>> Start Text excerpt
# CRC circuit question

#### promach

How to arrive at this CRC circuit (CRC-3 polynomial divisor is 4'b1011) ?

I am bit confused...

#### wwfeldman

i'm not sure i follow - the diagram looks opposite the description
that is, the description "flows" from left to right, but the schematic "flows" from right to left

S is the input to the flip flop
Q is the output, and the triangle is the clock input
the data input goes into the leftmost XOR
as there are only three FF, this is a 3 bit LFSR, so the 4'b1011 isn't clear

since it looks like a 3 bit device, the equation (feedback polynomial) is
x^3 + x^2 + 1, which looks like your 1011, with the order increasing (1 + x^2 +x^3)
the 0 is the missing x term
look at the section in the wiki article on "Some polynomials for maximal LFSRs"

your device looks like a Galois LFSR

#### promach

the description "flows" from left to right, but the schematic "flows" from right to left

#### wwfeldman

"the input bits are shifted into the very left xor gate. the MSB (the leftmost bit) of each byte is shifted in first. "
"Each flip flop represents a single CRC output bit. The leftmost flip flop is the MSB or the CRC."
comparing this to the schematic:
the input bits come in the little vertical line near the "1" in the leftmost flip flop.

the output of that gate then goes to the far right flip flop as an input. it is shifted in first, and so is the MSB
but it is on the right in the drawing, not the left.
>> End Text excerpt
>> Start Excerpted records
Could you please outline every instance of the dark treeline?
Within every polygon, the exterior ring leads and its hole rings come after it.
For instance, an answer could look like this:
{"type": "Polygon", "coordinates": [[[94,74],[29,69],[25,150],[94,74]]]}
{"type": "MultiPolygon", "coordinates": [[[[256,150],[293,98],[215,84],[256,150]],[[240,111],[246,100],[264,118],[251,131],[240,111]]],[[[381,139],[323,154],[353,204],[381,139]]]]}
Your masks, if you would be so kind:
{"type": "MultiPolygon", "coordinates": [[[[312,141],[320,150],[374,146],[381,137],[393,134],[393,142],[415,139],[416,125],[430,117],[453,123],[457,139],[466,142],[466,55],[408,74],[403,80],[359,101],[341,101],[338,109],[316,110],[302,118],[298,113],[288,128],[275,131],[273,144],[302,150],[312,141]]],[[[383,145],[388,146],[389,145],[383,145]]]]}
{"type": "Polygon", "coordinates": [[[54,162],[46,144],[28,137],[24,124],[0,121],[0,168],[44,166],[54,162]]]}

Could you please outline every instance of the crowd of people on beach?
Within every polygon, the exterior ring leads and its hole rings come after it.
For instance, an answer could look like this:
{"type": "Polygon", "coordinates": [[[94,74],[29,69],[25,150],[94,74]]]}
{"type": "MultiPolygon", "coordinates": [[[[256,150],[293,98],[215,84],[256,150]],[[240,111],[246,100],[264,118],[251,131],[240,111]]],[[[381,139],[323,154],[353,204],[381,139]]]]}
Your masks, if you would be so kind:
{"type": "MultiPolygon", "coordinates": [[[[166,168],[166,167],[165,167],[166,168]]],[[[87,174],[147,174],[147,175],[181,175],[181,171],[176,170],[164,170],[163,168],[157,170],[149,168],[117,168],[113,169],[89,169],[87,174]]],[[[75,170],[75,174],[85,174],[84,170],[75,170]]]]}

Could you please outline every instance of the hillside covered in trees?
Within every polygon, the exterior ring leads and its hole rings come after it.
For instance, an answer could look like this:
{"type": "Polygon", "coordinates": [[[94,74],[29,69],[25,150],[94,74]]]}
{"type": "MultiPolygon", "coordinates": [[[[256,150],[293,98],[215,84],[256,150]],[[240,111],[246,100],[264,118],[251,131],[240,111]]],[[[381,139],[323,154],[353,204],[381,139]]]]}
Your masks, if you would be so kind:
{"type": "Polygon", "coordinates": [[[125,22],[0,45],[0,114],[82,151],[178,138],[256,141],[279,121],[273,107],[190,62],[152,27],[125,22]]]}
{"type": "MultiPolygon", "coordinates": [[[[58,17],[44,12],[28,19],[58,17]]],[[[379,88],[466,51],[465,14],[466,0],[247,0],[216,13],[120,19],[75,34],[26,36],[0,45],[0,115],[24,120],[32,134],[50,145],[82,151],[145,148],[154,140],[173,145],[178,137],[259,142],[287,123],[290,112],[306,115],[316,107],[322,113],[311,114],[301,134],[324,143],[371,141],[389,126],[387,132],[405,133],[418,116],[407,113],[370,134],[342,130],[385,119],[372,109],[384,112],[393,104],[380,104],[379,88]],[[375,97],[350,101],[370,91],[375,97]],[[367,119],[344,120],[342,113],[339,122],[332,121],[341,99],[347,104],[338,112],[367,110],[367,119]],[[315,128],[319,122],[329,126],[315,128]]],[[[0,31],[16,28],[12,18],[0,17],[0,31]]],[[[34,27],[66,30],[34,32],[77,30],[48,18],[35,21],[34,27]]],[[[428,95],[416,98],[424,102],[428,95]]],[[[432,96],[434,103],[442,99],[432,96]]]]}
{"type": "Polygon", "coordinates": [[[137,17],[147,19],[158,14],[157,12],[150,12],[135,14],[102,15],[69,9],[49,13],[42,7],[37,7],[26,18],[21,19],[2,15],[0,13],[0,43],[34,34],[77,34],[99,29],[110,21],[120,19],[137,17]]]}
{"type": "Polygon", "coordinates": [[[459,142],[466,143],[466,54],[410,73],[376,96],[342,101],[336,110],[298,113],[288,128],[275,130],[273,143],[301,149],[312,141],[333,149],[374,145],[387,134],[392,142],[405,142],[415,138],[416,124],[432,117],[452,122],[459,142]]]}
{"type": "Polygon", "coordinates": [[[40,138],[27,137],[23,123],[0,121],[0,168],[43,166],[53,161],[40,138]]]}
>> End Excerpted records
Required task 1 - In the CRC circuit thread, what does the 0 in 1011 stand for?
Required task 2 - The CRC circuit thread explains the flip flop symbols in the schematic. List each symbol with what it represents.
Required task 3 - Reproduce word for word the passage of the CRC circuit thread between "since it looks" and "(1 + x^2 +x^3)", inclusive.

Worked solution 1 - The 0 stands for the missing x term.

Worked solution 2 -
S: the input to the flip flop
Q: the output
The triangle: the clock input

Worked solution 3 -
since it looks like a 3 bit device, the equation (feedback polynomial) is
x^3 + x^2 + 1, which looks like your 1011, with the order increasing (1 + x^2 +x^3)